Text shown:
● ● ● ● ●
5 February 2011
Global deaths from landslides in 2010 (updated to include a comparison with previous years)
Posted by Dave Petley
NB: I have updated this post this morning to include some data on losses from previous years.
I have finally managed to process the 2010 data in my database on lives lost from landslides around the world. This post presents a summary of the findings.
First, the overall picture. In total I recorded 6,211 deaths in 494 landslide events. This is lower than in some previous years because of the lack of large-scale, landslide-triggering earthquakes. However, in terms of rainfall-induced events this was a bad year. This is illustrated by the two graphs below. On the left is the total fatalities that I have recorded from 2003 to 2010, including losses from landslides triggered by earthquakes. On the right is the same data but with the two huge landslide-inducing earthquakes (2005 Kashmir and 2008 Wenchuan) removed:
In total I have recorded 83,275 deaths from landslides since September 2002, a devastating total. It is also interesting to note that my data continue to record an increasing trend in the number of non-seismically induced landslides that kill people. Whilst an element of this may be associated with improved data, my interpretation is that this does reflect a real increase in the number of landslides occurring worldwide. This is clearly a worrying trend:
The largest event in terms of lives lost was the Zhouqu landslide in China on 8th August (pictured to the right), which killed 1765 people. Other very large events were the 2nd March Bududa landslide (358 deaths); the 6th April Morrao de Bubma landslide in Niteroi, Brazil (196 deaths); the 7th August debris flows in Leh, India (234 deaths); and the 4th October Wasior landslide in West Papua, Indonesia (145 deaths).
● ● ● ● ●
Records from a data collection:
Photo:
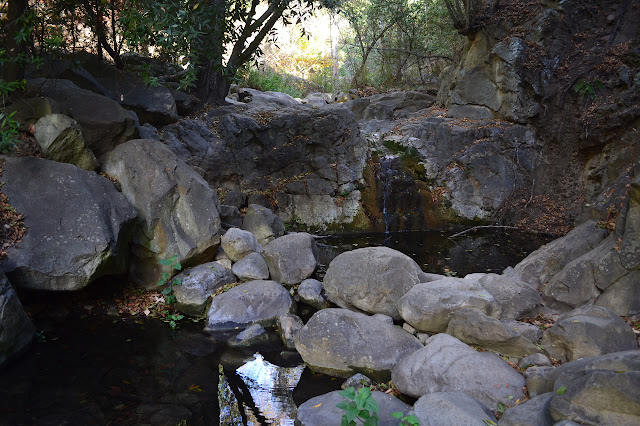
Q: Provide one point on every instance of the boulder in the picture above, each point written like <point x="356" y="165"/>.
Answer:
<point x="252" y="335"/>
<point x="60" y="139"/>
<point x="504" y="337"/>
<point x="311" y="292"/>
<point x="430" y="306"/>
<point x="341" y="343"/>
<point x="198" y="284"/>
<point x="81" y="235"/>
<point x="601" y="397"/>
<point x="588" y="331"/>
<point x="516" y="298"/>
<point x="16" y="329"/>
<point x="263" y="224"/>
<point x="322" y="409"/>
<point x="533" y="412"/>
<point x="541" y="265"/>
<point x="371" y="279"/>
<point x="177" y="210"/>
<point x="251" y="267"/>
<point x="288" y="327"/>
<point x="254" y="302"/>
<point x="155" y="105"/>
<point x="291" y="258"/>
<point x="451" y="408"/>
<point x="238" y="243"/>
<point x="445" y="364"/>
<point x="105" y="124"/>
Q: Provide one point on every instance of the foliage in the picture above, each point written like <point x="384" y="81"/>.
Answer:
<point x="358" y="405"/>
<point x="175" y="265"/>
<point x="406" y="420"/>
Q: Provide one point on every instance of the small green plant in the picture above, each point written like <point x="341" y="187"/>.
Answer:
<point x="406" y="420"/>
<point x="9" y="132"/>
<point x="175" y="265"/>
<point x="358" y="405"/>
<point x="586" y="88"/>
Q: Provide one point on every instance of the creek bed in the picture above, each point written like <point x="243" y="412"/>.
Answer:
<point x="95" y="369"/>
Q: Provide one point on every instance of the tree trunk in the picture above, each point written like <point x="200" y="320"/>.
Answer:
<point x="13" y="69"/>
● ● ● ● ●
The exercise:
Do these statements agree with the landslide post? For each, answer yes or no and quote the words of the post that decide it.
1. In 2010 the author recorded 6,211 deaths in 494 landslide events.
2. The Bududa landslide killed more people than the debris flows in Leh.
3. The 2010 total was lower than in some earlier years because of heavy rainfall.
The material from the data collection is separate from the landslide post.

Task solution:
1. Yes: "In total I recorded 6,211 deaths in 494 landslide events."
2. Yes: "the 2nd March Bududa landslide (358 deaths)" and "the 7th August debris flows in Leh, India (234 deaths)"
3. No: "This is lower than in some previous years because of the lack of large-scale, landslide-triggering earthquakes."